> **Assignment**: The answer must be an exact transcription of every record.

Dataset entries
....

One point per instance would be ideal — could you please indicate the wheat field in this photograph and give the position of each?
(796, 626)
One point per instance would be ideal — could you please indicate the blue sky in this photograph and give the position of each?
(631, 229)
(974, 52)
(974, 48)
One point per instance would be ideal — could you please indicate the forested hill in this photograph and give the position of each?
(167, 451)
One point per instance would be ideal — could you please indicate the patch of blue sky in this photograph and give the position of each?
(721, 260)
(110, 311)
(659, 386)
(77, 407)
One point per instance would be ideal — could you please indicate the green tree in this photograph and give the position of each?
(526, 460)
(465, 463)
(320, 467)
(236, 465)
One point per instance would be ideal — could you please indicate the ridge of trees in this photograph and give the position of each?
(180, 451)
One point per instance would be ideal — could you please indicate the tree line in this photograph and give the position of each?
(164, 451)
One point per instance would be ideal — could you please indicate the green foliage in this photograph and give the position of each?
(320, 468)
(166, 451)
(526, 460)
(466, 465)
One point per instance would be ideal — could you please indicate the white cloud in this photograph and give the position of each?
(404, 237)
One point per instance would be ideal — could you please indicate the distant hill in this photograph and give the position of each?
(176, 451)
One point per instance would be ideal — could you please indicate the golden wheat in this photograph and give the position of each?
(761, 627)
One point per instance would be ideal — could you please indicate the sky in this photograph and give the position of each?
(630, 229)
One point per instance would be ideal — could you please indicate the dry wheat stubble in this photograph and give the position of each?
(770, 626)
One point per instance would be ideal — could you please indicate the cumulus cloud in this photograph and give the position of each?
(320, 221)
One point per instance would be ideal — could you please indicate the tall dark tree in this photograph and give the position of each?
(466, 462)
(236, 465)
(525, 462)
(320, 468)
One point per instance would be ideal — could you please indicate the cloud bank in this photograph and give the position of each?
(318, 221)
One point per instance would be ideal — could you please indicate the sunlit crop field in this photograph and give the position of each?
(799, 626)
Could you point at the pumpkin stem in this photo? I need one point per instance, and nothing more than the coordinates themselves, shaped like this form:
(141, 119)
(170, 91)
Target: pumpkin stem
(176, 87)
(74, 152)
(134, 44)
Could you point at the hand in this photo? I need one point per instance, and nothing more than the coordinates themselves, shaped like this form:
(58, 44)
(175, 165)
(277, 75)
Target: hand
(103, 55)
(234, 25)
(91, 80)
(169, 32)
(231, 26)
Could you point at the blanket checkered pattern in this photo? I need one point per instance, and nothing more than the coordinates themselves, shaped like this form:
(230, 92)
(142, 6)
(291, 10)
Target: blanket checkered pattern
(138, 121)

....

> **Task answer**:
One point per instance would be ideal — could you please indicate the wheat field in this photograph and give the position of each?
(796, 626)
One point per instance would be ideal — could you please indicate the blue sky in this photograph and give the position of each?
(631, 229)
(974, 52)
(974, 48)
One point per instance would be ideal — could you please indicate the forested hill in this photograph and give the position of each?
(167, 451)
One point per instance would be ideal — could you please indicate the patch of blue sky in this photograph and give the position of each?
(721, 260)
(110, 311)
(659, 386)
(77, 407)
One point per instance would be ideal — could you please indicate the green tree in this photograph and give the position of each?
(526, 460)
(465, 463)
(320, 467)
(236, 465)
One point per instance would be ideal — could you please indicate the ridge of trees in this photograph and give the position of each?
(180, 451)
One point per instance would be ideal — could you please indicate the tree line in this photograph and give the position of each?
(164, 451)
One point per instance would be ideal — could you please indicate the green foliage in this photograph and give the position of each?
(320, 468)
(166, 451)
(526, 460)
(466, 465)
One point per instance would be ideal — could you please indicate the white cloud in this photograph and give the position of each?
(404, 237)
One point per instance would be ideal — could you please indicate the distant hill in this photograph and give the position of each?
(176, 451)
One point per instance would be ideal — could you please indicate the golden wheat in this photograph and give the position of each?
(761, 627)
One point per instance would be ideal — could you please indicate the sky in this photograph and give the position of each?
(630, 229)
One point per instance would be ideal — could you please indicate the dry wheat stubble in this photograph and give the position of each?
(770, 626)
One point per instance would be ideal — could you please indicate the cumulus cloud in this photograph and give the position of each?
(320, 221)
One point per instance would be ideal — could you please indicate the tall dark tree in this photograph and give the position of each?
(466, 462)
(236, 465)
(525, 462)
(320, 468)
One point per instance would be ideal — could you please indicate the cloud bank in this photograph and give the position of each?
(318, 221)
One point per instance would be ideal — could you please indicate the sunlit crop field in this photograph and give the position of each?
(799, 626)
Could you point at the pumpkin stem in this photo? I need one point per instance, and nothing more than the coordinates themselves, shaped like this form:
(141, 119)
(170, 91)
Target: pumpkin stem
(176, 87)
(74, 152)
(134, 44)
Could you point at the hand in this photo? I need one point per instance, and nothing more than the coordinates themselves, shaped like this form:
(58, 44)
(175, 165)
(277, 75)
Target: hand
(103, 55)
(234, 25)
(91, 80)
(169, 32)
(231, 26)
Could you point at the blanket checkered pattern in this photo? I need one point per instance, and nothing more than the coordinates themselves, shaped like this form:
(230, 92)
(142, 6)
(291, 10)
Target: blanket checkered pattern
(138, 121)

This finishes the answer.